▸ **Document excerpt**:
▬▬▬
The reasoning in these cases cited would seem to be as sound now as then in holding that the conduct of the defendant in presenting the same question a second time to the same presiding justice constituted a waiver of the exception taken to the former ruling. By such conduct he abandoned his right to prosecute his exception previously taken.
In the Simpson case, supra, two exceptions went to the Law Court, the first one being to the refusal of the presiding justice to direct a verdict for the defendant and the second to the refusal of the presiding justice to set the verdict aside. Both exceptions were overruled.
As to the first exception the Court said on page 28,113 Me., page 899 of 92 A.:
“Had the respondent stood upon his legal rights in prosecuting that exception he could have brought the case to the Law Court, and obtained its decision and opinion as to the sufficiency of the evidence. But subsequently the respondent abandoned that remedy and that course of procedure, and sought the decision and opinion of the presiding Justice upon precisely the same question. He filed a motion asking the presiding Justice to set aside the verdict.”
The second exception was overruled as the court said on page 29,113 Me.:
“... because, as we have already said, exceptions do not lie to the refusal of a presiding Justice to grant a new *261trial, it being a matter addressed to his judicial discretion.”
This language was used in connection with a misdemeanor case, but the fact that in felony cases there is a right of appeal from the refusal of the presiding justice to set the verdict aside makes it nonetheless an abandonment or waiver of an exception taken to the previous ruling of refusal to direct a verdict. It is the adoption of the second procedure after verdict, whether single- or double-barrelled, that works the waiver. The fact that in felony cases the defendant has two bites at the cherry, first in having the presiding justice hear his motion to set the verdict aside and second, right of appeal from his decision, instead of having to rely only upon exceptions to the decision of the presiding justice refusing to direct a verdict, makes the adoption of such procedure, with right of appeal added, nonetheless a waiver of the exception to the refusal to direct a verdict.
The waiver takes place when the motion to set the verdict aside is filed, not later when it is ruled upon. The filing of the motion evidences the intention to abandon and is the conduct founding the waiver.
“The exception ... was waived by the filing of the motion to set aside the verdict after it was rendered.” State v. Di Pietrantonio, supra, on page 19 of 119 Me., page 187 of 109 A.
▬▬▬
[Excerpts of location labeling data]
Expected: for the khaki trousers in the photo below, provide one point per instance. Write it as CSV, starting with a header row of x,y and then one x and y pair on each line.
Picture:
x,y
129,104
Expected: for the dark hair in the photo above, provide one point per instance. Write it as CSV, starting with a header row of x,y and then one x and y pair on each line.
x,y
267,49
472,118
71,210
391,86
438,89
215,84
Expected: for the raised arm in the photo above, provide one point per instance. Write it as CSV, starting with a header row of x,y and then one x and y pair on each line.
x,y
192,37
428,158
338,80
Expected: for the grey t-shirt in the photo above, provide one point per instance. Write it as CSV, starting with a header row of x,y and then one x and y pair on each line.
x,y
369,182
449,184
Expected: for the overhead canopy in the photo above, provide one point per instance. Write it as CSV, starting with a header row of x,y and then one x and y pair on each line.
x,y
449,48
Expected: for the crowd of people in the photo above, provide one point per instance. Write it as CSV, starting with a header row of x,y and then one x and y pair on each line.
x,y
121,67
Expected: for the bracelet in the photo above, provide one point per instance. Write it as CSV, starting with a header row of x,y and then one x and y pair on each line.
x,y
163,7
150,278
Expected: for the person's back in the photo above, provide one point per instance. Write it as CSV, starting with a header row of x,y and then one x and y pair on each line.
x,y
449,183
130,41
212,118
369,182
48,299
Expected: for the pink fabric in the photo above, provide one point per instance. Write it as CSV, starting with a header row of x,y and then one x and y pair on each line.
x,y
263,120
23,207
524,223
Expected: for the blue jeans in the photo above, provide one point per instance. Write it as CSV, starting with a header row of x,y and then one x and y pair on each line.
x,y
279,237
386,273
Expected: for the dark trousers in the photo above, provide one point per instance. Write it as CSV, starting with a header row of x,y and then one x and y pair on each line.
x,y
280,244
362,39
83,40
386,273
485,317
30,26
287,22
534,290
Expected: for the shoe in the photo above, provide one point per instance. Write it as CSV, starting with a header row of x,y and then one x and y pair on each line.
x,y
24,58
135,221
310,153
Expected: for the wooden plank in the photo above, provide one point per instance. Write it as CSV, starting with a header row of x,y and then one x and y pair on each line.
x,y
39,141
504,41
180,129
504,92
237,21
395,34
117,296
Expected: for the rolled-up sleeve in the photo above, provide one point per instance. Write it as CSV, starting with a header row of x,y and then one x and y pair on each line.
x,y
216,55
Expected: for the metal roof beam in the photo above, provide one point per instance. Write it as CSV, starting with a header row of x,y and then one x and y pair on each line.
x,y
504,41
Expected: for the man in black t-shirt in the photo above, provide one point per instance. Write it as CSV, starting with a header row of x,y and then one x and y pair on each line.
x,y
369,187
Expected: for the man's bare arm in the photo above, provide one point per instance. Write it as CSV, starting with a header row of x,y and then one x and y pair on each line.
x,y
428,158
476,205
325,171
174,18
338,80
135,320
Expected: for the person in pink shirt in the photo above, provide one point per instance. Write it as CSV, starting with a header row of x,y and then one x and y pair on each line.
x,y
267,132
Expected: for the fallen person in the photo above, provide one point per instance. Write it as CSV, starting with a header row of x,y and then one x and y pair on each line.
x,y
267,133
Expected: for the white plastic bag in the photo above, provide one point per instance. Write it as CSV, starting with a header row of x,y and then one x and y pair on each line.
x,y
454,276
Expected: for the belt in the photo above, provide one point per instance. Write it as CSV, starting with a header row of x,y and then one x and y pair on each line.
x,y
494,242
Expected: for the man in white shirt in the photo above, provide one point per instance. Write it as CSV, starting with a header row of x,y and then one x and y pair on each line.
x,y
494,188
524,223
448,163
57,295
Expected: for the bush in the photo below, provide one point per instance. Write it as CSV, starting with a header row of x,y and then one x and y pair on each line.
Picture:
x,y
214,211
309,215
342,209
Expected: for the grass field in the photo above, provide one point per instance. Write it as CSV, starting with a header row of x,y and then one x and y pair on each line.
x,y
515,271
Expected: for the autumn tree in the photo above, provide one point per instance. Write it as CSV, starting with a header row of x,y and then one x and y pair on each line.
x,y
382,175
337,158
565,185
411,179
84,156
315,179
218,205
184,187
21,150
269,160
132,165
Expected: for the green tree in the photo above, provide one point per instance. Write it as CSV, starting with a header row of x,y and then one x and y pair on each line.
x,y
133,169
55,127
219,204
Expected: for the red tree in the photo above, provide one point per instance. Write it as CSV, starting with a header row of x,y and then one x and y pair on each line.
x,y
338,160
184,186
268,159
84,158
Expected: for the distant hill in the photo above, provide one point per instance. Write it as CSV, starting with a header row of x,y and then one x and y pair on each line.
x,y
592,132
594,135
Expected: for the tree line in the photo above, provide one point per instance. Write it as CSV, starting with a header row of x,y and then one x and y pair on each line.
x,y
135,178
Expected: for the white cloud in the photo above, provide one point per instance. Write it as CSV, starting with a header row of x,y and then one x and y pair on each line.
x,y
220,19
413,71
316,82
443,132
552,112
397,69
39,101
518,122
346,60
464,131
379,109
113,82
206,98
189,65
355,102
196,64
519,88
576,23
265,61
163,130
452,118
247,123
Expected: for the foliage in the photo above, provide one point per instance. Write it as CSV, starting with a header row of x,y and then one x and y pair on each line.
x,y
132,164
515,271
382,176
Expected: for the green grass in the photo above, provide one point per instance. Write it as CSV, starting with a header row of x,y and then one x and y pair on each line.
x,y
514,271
▬▬▬
▸ **Objective A**: According to the opinion excerpt, why does the waiver occur when the motion to set the verdict aside is filed rather than when it is ruled upon?
▸ **Objective B**: Echo the opinion excerpt between "The waiver takes" and "founding the waiver.", inclusive.
Rely solely on the opinion excerpt when responding.

▸ **Exercise response A**: The waiver occurs at filing because filing the motion shows the defendant's intention to abandon the earlier exception. That filing is itself the conduct on which the waiver rests.

▸ **Exercise response B**:
The waiver takes place when the motion to set the verdict aside is filed, not later when it is ruled upon. The filing of the motion evidences the intention to abandon and is the conduct founding the waiver.